- [Work instructions]:
Line by line, give the data again exactly as it appears, but without pictures.

☆ ☆ ☆ ☆ ☆ ☆ ☆

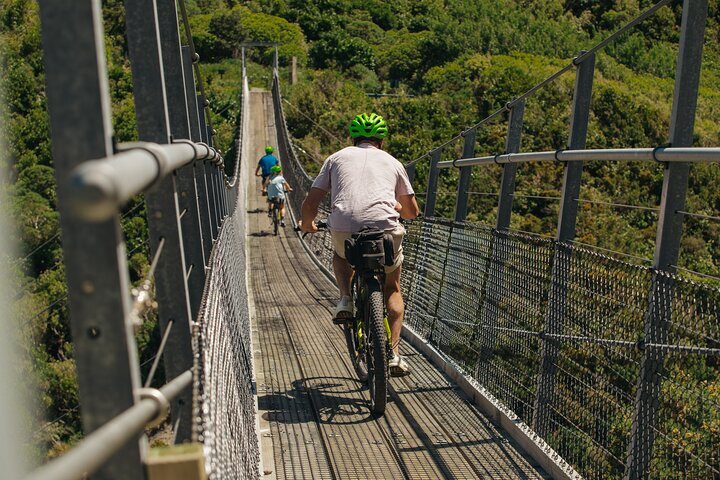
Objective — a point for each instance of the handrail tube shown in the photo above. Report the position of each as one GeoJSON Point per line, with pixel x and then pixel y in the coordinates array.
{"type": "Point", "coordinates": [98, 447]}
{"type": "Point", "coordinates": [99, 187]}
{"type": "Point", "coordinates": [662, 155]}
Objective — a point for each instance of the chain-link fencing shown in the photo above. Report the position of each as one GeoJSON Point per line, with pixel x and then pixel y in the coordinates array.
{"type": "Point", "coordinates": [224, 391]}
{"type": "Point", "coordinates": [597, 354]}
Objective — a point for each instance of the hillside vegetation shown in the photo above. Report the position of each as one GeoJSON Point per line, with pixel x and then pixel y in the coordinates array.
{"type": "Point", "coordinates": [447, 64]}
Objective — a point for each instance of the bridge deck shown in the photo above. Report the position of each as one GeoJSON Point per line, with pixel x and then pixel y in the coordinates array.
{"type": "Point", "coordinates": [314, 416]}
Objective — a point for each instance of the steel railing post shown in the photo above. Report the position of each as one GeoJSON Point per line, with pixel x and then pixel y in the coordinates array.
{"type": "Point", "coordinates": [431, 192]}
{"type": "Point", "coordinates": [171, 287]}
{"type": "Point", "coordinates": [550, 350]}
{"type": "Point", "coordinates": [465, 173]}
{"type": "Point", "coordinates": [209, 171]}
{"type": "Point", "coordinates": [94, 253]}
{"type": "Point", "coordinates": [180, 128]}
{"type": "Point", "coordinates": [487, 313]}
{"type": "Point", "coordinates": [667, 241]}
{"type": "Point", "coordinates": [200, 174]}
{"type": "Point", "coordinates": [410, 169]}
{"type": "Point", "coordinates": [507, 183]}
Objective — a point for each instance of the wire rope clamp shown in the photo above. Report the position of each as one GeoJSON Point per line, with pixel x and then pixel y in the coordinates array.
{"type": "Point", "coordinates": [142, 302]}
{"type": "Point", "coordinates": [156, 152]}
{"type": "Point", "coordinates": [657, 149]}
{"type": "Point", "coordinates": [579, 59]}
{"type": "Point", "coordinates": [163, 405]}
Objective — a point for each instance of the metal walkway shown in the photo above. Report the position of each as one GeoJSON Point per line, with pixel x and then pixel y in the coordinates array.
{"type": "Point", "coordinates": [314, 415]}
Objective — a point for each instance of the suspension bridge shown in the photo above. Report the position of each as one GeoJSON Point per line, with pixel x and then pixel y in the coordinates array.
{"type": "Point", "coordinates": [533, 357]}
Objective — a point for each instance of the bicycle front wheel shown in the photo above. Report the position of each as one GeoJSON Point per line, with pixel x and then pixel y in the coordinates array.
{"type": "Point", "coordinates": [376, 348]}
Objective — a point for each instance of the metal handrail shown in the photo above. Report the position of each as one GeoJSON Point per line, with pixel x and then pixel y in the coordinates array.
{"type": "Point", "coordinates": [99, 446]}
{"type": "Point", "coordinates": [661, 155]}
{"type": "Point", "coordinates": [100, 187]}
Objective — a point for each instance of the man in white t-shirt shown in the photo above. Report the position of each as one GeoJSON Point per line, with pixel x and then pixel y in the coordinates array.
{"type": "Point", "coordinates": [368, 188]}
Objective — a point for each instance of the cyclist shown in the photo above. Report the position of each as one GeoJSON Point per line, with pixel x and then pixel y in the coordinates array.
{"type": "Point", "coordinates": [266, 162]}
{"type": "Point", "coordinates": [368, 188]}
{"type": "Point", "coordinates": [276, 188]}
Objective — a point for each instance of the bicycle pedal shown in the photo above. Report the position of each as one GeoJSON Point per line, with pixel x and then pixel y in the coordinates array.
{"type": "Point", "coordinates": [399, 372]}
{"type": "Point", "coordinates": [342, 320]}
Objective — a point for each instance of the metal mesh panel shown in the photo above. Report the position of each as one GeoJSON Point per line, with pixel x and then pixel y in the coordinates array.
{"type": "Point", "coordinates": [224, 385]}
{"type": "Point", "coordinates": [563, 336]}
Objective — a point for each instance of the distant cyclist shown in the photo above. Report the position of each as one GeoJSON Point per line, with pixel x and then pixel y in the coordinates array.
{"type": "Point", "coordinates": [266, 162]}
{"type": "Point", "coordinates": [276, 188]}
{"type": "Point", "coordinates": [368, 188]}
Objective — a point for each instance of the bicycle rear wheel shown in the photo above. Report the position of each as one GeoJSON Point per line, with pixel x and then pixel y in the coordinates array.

☆ ☆ ☆ ☆ ☆ ☆ ☆

- [Task solution]:
Objective — a point for each instance of the handrail tube shown in the photo above. Report the position of each as one GeoJSON Point per line, with pixel x and then pixel y in the coordinates array.
{"type": "Point", "coordinates": [98, 447]}
{"type": "Point", "coordinates": [99, 187]}
{"type": "Point", "coordinates": [662, 155]}
Objective — a point for each instance of the chain-link fencing shown in the photo above. Report the position of each as one GeoJSON Point per line, with pixel x and then pixel y in the coordinates array.
{"type": "Point", "coordinates": [224, 391]}
{"type": "Point", "coordinates": [597, 354]}
Objective — a point for each instance of the hillside vegetation shown in the photo above. Report the position of each as one GeoJSON Point per line, with pixel x and then pixel y in the coordinates array.
{"type": "Point", "coordinates": [447, 64]}
Objective — a point for each instance of the bridge deck shown in the photo above. Report the position of each as one GeoJSON Point per line, with pixel x and then pixel y in the coordinates array.
{"type": "Point", "coordinates": [314, 416]}
Objective — a point for each instance of the steel railing post shown in the photo above. Report the position of each as one GeoJSON Point per line, with pixel x and then pixel y in the coordinates array.
{"type": "Point", "coordinates": [431, 192]}
{"type": "Point", "coordinates": [171, 287]}
{"type": "Point", "coordinates": [550, 350]}
{"type": "Point", "coordinates": [465, 173]}
{"type": "Point", "coordinates": [209, 171]}
{"type": "Point", "coordinates": [94, 253]}
{"type": "Point", "coordinates": [180, 128]}
{"type": "Point", "coordinates": [487, 313]}
{"type": "Point", "coordinates": [667, 241]}
{"type": "Point", "coordinates": [200, 174]}
{"type": "Point", "coordinates": [410, 169]}
{"type": "Point", "coordinates": [507, 183]}
Objective — a point for each instance of the wire rope clamp shown in the photo above. Report the position of each as one GeoJSON Point per line, with pixel x and then pixel y in the coordinates array.
{"type": "Point", "coordinates": [142, 302]}
{"type": "Point", "coordinates": [156, 152]}
{"type": "Point", "coordinates": [657, 149]}
{"type": "Point", "coordinates": [579, 59]}
{"type": "Point", "coordinates": [163, 405]}
Objective — a point for each instance of the metal walkway shown in the photo above. Report the position of each as one GeoJSON Point per line, with pixel x and then pixel y in the coordinates array.
{"type": "Point", "coordinates": [314, 415]}
Objective — a point for each instance of the suspension bridge shown in the photo above. Report the position of each as one GeoJSON Point per line, with pixel x and then pixel y in the coordinates array.
{"type": "Point", "coordinates": [533, 357]}
Objective — a point for each instance of the bicycle front wheel shown in the photo above. Report the position of each as one GeoJSON Point per line, with pixel x and then pixel y in the coordinates array.
{"type": "Point", "coordinates": [376, 348]}
Objective — a point for each instance of the metal handrail shown in the photo above. Report the position of each as one GeoJSON Point per line, with pixel x and then pixel y in the coordinates array.
{"type": "Point", "coordinates": [99, 446]}
{"type": "Point", "coordinates": [661, 155]}
{"type": "Point", "coordinates": [100, 187]}
Objective — a point for each instance of the man in white t-shirt shown in the photo above. Report the position of each as one GeoJSON Point per line, with pixel x and then pixel y in the coordinates array.
{"type": "Point", "coordinates": [368, 188]}
Objective — a point for each instance of the cyclist shown in the photo above. Report the position of each as one GeoJSON Point per line, with pixel x and then pixel y in the coordinates array.
{"type": "Point", "coordinates": [266, 162]}
{"type": "Point", "coordinates": [368, 188]}
{"type": "Point", "coordinates": [276, 188]}
Objective — a point for each instance of the bicycle pedal shown in the photo above. Report the position of each as one GeoJSON Point per line, with pixel x and then pixel y in the coordinates array.
{"type": "Point", "coordinates": [399, 372]}
{"type": "Point", "coordinates": [342, 320]}
Objective — a point for each instance of the metal mesh panel shown in the photo above. Report the position of each as one GeoJSON Point per line, with pixel x and then pixel y in the coordinates array.
{"type": "Point", "coordinates": [224, 385]}
{"type": "Point", "coordinates": [563, 336]}
Objective — a point for each instance of the distant cyclist shown in the photo above. Report the position of each as one GeoJSON Point per line, with pixel x and then pixel y in the coordinates array.
{"type": "Point", "coordinates": [266, 162]}
{"type": "Point", "coordinates": [276, 188]}
{"type": "Point", "coordinates": [368, 188]}
Objective — a point for each instance of the bicycle rear wheel shown in the photo above. Report the position of each as one GeoJSON Point per line, with pixel x and then pixel y in the coordinates array.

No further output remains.